> DOCUMENTFRAGMENT
..........
Dit is gebaseerd op ongevallendata van twee verschillende e-step-deelbedrijven tussen
september 2018 en augustus 2019. Een mogelijke verklaring van deze dalende trend is
volgens het KiM dat zowel e-steppers als andere weggebruikers wennen aan het fenomeen
e-steps. Het aantal ongevallen is een onderschatting, omdat lang niet alle deelgebruikers
een ongeval melden aan het verhuurbedrijf.
• Het risico op een dodelijk ongeval met e-steps lijkt (op basis van een bescheiden
hoeveelheid data) vergelijkbaar met dat voor fietsen en lager dan dat voor motortrips.
Het risico is circa 78 tot 100 verkeersdoden per miljard e-steptrips en tussen de
21–257 doden per miljard fietstrips. Bij dit laatste punt hoort wel de kanttekening
dat de gemiddelde afstand van een e-steptrip kleiner is dan die van een fietstrip.
..........
> GEËXTRAHEERDE RECORDS
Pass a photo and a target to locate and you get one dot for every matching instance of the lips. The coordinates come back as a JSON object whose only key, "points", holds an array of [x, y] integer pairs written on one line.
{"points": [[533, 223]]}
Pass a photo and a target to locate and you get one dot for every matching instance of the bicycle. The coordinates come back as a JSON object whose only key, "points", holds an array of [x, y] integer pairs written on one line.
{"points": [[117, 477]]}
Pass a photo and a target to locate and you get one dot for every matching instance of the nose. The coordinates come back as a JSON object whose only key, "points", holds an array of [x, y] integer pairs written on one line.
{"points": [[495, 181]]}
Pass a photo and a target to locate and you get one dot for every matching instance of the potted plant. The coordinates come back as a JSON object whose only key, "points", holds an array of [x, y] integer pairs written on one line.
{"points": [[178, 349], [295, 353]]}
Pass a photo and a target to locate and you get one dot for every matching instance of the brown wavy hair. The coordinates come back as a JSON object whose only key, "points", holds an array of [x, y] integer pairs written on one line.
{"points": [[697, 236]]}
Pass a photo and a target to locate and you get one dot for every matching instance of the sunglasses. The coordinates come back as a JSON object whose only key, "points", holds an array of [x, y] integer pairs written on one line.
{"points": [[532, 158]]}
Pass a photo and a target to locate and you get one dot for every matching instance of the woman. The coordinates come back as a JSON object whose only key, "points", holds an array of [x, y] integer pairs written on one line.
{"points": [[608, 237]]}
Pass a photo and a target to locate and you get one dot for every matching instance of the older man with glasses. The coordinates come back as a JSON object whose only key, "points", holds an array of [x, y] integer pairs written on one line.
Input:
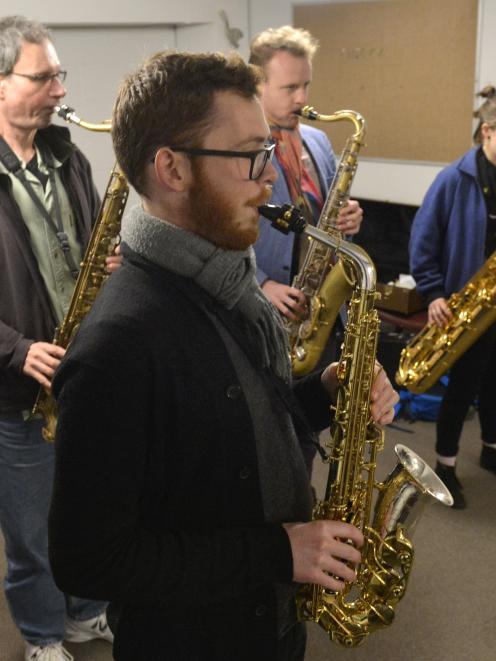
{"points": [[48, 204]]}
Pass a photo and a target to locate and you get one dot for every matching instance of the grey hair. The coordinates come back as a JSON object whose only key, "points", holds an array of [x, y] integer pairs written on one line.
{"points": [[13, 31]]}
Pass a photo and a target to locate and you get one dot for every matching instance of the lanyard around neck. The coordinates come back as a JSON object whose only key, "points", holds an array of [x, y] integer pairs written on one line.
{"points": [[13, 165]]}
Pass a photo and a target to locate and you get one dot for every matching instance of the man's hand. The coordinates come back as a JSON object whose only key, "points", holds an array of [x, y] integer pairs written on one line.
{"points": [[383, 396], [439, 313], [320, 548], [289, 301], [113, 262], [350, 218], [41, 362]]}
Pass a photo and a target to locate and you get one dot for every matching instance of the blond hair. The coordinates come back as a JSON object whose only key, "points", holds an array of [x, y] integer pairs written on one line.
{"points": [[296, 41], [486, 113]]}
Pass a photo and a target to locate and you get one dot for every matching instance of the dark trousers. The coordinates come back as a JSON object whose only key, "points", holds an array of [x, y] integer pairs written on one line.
..........
> TAKENLIJST
A – Kopieer letterlijk een deel van de tekst over e-stepongevallen: begin bij de woorden "Dit is gebaseerd" en stop na de woorden "aan het verhuurbedrijf.".
B – Zet de tekst over e-stepongevallen voort na de laatste zin die wordt getoond.
De records hebben geen verband met de tekst over e-stepongevallen.

> ANTWOORDEN OP TAKEN
A –
Dit is gebaseerd op ongevallendata van twee verschillende e-step-deelbedrijven tussen
september 2018 en augustus 2019. Een mogelijke verklaring van deze dalende trend is
volgens het KiM dat zowel e-steppers als andere weggebruikers wennen aan het fenomeen
e-steps. Het aantal ongevallen is een onderschatting, omdat lang niet alle deelgebruikers
een ongeval melden aan het verhuurbedrijf.

B –
Het ongevalsrisico uitgedrukt per afgelegde afstand pakt voor e-steps daardoor minder
gunstig uit.
Vraag 52
Welke data mogen bedrijven die LEVs in categorie 1b verhuren aan consumenten vragen
indien zij gebruik willen maken van hun diensten?
Antwoord 52
Het zal gaan om data die nodig zijn voor de uitvoering van de overeenkomst met de
huurder. Dit dient binnen de grenzen van de Algemene Verordening Gegevensbescherming
(AVG) te gebeuren.
Vraag 53
Zullen e-steps verboden worden op trottoirs en in voetgangersgebieden?
Antwoord 53
E-steps horen niet thuis op voetpaden en in voetgangersgebieden. Het is daarom verboden
te rijden met toegelaten e-steps (dus aangewezen als bijzondere bromfiets en na invoering
van het LEV-kader als LEV) op deze plekken.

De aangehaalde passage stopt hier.